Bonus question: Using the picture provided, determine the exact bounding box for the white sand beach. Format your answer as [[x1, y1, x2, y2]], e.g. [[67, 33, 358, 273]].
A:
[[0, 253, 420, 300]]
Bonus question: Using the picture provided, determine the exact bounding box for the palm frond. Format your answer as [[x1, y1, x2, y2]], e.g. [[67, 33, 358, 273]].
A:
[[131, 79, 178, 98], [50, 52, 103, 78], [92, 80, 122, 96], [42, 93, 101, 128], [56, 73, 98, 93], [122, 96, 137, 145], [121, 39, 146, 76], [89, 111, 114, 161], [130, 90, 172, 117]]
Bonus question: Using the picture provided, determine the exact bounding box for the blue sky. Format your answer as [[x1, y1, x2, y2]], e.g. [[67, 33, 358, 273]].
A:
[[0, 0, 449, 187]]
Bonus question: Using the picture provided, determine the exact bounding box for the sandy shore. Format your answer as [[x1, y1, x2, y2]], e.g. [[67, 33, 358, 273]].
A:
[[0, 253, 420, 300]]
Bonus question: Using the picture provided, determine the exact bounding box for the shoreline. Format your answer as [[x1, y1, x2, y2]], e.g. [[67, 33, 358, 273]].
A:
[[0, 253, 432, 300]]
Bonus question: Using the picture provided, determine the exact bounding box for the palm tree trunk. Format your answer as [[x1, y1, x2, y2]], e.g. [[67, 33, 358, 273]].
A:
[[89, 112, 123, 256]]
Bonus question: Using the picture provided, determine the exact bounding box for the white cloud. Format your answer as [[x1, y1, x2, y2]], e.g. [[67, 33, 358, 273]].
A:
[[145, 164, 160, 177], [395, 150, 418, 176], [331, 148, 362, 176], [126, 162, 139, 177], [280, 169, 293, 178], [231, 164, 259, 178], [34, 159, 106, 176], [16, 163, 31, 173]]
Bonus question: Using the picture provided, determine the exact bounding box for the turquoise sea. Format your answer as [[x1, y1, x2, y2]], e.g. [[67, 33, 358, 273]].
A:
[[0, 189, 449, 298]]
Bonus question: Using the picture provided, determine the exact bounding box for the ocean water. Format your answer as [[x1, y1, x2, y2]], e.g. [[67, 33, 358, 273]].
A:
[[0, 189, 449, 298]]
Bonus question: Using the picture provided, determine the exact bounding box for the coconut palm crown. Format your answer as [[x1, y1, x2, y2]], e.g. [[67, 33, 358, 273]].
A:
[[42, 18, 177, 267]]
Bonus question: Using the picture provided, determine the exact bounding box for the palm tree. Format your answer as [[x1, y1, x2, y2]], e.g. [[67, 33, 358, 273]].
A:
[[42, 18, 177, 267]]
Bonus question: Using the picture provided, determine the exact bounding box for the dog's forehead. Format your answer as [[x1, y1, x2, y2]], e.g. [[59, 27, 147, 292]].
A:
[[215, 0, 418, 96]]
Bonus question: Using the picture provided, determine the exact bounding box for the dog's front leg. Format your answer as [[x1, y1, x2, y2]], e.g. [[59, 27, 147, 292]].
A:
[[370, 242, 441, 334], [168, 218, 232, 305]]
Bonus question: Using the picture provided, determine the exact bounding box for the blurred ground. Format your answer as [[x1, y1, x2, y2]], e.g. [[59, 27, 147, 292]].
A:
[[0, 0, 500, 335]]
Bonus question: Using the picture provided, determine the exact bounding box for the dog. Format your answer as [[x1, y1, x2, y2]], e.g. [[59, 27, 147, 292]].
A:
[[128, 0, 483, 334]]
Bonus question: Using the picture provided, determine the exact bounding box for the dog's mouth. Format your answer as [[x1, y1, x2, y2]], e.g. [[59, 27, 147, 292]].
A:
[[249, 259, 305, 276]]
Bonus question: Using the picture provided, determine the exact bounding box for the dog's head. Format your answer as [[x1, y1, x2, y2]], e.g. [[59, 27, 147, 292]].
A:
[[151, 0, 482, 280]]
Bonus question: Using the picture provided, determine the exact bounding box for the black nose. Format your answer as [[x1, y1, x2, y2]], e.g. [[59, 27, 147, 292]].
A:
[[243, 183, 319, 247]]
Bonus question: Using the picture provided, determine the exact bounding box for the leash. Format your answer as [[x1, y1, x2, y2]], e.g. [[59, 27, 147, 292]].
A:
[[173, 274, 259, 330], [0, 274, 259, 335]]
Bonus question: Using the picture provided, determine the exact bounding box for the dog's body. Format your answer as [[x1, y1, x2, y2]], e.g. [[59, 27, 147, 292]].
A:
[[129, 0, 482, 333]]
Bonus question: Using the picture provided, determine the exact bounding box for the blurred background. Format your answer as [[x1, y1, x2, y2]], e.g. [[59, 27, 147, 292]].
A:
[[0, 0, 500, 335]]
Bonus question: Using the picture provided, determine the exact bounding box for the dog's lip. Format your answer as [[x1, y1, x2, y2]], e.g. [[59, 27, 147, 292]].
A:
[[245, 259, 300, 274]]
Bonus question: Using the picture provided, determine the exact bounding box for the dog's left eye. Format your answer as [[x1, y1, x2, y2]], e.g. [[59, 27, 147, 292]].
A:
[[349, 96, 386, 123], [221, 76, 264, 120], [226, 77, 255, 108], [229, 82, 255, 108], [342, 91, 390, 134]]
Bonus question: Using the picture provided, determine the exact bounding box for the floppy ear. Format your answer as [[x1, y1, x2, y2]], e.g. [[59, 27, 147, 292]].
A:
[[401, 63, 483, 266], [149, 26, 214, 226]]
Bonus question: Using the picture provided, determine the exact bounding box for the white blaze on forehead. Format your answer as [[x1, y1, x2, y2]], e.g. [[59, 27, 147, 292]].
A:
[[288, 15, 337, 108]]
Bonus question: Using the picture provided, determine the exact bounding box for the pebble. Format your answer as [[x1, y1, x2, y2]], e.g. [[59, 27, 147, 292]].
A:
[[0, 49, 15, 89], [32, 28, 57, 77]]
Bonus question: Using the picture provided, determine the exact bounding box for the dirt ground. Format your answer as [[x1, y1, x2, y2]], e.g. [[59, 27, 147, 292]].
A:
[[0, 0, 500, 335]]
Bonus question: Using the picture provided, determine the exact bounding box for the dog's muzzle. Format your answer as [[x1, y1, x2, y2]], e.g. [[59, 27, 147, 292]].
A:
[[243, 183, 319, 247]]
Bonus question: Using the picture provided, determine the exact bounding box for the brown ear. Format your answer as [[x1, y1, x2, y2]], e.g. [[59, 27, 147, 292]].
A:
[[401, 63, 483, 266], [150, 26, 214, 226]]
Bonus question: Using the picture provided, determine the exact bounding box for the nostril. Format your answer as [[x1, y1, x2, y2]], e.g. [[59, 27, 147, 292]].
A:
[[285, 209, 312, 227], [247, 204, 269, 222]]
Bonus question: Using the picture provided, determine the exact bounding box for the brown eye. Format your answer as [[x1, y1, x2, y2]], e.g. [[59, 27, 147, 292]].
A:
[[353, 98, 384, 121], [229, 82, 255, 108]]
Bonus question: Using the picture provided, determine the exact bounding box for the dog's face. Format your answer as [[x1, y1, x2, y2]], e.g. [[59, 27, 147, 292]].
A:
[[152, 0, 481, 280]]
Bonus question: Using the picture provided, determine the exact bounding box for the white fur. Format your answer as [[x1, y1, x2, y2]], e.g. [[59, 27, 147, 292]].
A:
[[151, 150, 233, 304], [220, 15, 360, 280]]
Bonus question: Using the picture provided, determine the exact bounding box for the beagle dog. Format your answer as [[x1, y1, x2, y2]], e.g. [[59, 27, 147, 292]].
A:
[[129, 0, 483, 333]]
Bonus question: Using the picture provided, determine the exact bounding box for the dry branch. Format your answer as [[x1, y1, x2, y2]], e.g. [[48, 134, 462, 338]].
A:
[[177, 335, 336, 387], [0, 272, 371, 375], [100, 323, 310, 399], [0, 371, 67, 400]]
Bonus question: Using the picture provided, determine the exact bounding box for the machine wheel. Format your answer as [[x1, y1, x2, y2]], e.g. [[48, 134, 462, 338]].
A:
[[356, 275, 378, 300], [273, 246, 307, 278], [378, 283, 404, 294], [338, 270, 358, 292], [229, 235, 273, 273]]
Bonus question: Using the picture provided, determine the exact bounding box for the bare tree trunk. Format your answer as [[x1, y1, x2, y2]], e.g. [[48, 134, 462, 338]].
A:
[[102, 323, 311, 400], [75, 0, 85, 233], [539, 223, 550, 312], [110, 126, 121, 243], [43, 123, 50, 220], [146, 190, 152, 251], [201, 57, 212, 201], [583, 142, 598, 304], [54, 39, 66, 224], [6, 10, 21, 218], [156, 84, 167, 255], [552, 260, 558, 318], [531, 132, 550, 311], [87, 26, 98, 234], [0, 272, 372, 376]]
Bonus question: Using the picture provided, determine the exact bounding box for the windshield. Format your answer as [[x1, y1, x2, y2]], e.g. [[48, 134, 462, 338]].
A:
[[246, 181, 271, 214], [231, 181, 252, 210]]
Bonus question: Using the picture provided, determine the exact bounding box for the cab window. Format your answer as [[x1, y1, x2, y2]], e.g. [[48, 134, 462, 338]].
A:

________

▶ TASK DIRECTIONS: Copy out everything from the line containing "the white blaze" down to the line containing "[[288, 15, 337, 108]]", both included, with no changes.

▶ WRITTEN RESPONSE:
Bonus question: Using the picture provided, determine the exact bounding box for the white blaze on forehead. Format your answer as [[x1, y1, x2, y2]], e.g. [[59, 27, 147, 292]].
A:
[[288, 15, 337, 108]]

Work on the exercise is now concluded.